(Collected data entries)
○ ○ ○ ○

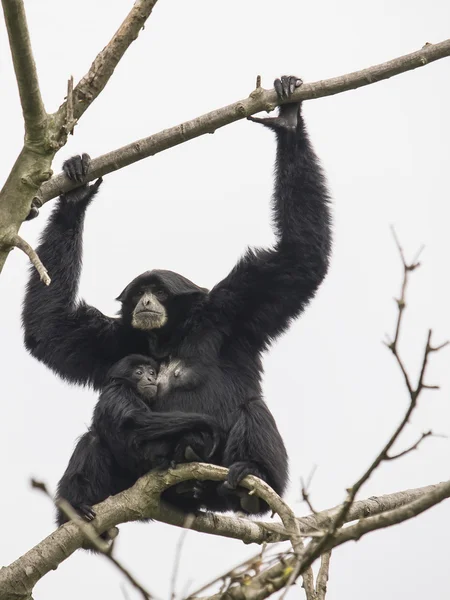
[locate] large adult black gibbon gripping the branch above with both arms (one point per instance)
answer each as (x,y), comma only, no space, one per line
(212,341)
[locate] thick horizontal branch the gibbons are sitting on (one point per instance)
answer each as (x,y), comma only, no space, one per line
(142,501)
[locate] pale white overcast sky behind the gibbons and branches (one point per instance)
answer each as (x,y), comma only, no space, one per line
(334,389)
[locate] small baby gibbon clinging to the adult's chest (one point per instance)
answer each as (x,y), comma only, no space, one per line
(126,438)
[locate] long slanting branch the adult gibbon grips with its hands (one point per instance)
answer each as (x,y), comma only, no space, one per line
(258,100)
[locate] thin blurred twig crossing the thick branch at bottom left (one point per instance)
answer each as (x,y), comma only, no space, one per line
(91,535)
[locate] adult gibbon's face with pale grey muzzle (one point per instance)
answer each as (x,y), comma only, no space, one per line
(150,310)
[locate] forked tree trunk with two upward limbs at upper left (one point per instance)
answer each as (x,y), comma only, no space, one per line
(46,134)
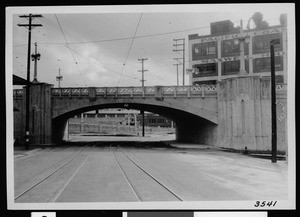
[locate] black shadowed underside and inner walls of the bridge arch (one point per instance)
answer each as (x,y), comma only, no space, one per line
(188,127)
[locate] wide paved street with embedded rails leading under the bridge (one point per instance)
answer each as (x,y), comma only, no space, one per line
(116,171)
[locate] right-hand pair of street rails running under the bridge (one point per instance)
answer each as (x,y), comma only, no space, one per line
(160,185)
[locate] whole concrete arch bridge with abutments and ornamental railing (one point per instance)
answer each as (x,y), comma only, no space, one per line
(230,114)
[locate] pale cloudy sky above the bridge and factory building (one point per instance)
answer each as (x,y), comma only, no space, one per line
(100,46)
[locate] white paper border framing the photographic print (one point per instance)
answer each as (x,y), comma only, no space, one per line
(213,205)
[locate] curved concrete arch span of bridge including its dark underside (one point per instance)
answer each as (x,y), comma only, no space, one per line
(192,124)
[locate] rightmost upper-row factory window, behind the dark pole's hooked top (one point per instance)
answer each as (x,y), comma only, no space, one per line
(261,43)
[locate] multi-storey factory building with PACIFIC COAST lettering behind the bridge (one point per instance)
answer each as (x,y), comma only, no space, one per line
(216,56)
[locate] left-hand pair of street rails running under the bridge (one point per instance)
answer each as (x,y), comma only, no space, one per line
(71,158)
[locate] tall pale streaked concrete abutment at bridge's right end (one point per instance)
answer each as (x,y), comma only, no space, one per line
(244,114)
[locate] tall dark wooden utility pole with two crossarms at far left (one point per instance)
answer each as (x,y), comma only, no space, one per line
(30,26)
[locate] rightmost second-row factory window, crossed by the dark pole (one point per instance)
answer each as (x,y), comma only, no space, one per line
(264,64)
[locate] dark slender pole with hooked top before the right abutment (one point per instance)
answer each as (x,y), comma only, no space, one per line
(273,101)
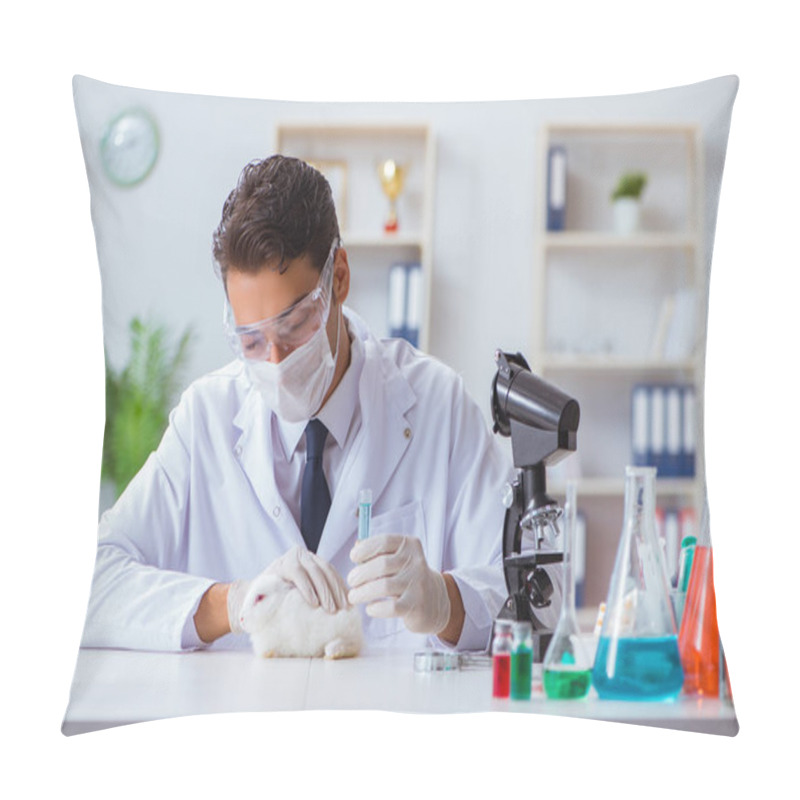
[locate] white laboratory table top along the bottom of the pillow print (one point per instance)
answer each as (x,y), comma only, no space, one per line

○ ○ ○ ○

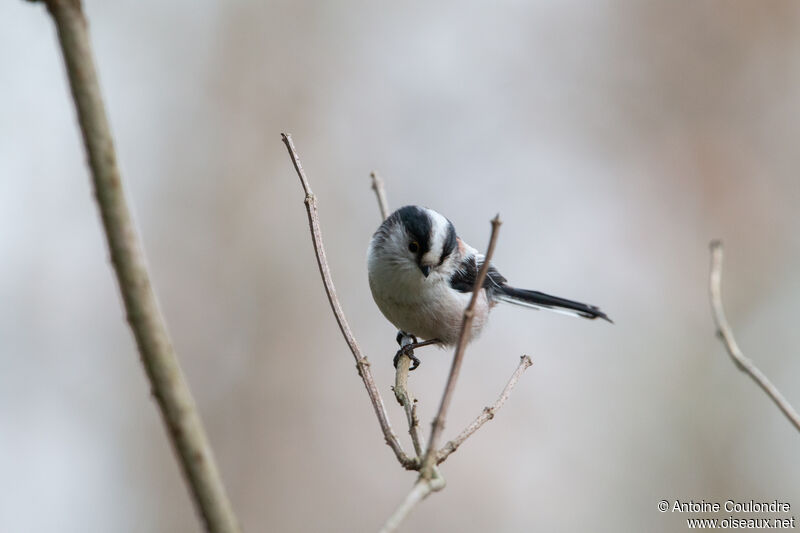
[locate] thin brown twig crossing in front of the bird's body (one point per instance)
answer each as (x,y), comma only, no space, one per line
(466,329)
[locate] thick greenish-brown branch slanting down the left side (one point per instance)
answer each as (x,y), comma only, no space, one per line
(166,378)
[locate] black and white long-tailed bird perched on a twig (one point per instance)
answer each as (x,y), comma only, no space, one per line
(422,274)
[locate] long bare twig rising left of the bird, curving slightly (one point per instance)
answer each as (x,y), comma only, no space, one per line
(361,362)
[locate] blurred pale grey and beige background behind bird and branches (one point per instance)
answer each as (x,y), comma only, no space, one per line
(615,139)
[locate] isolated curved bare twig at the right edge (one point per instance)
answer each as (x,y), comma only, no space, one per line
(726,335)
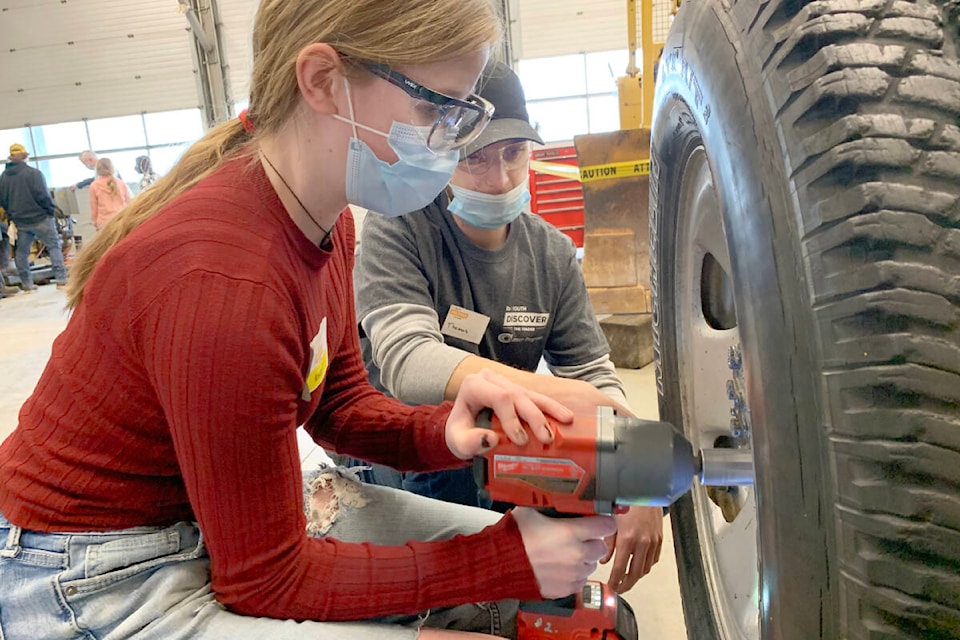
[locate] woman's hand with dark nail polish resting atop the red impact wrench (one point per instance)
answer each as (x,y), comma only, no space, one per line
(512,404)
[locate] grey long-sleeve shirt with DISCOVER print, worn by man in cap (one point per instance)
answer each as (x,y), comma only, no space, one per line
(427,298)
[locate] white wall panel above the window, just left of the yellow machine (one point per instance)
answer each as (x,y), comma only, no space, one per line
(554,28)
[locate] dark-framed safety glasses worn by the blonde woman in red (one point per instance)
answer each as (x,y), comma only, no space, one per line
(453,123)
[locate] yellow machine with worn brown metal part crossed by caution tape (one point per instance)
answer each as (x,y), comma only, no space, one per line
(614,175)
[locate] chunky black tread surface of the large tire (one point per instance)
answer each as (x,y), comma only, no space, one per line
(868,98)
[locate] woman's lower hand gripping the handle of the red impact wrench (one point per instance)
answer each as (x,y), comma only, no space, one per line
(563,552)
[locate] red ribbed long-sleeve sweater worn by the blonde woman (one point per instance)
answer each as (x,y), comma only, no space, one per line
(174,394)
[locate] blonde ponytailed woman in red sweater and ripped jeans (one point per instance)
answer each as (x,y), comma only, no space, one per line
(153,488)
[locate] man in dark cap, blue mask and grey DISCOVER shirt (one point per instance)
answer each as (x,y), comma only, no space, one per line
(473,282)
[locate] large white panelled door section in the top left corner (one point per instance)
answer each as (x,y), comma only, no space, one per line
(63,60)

○ ○ ○ ○

Prompt: Among the entries above, locate the lines containing "[locate] pale cloudy" and "[locate] white paper", and transcribe exactly those two lines and all lines between.

Response area:
[locate] pale cloudy sky above the bridge and factory building (one point per instance)
answer each as (x,y), comma only, no space, one per line
(100,46)
[locate] white paper border framing the photographic print (one point per instance)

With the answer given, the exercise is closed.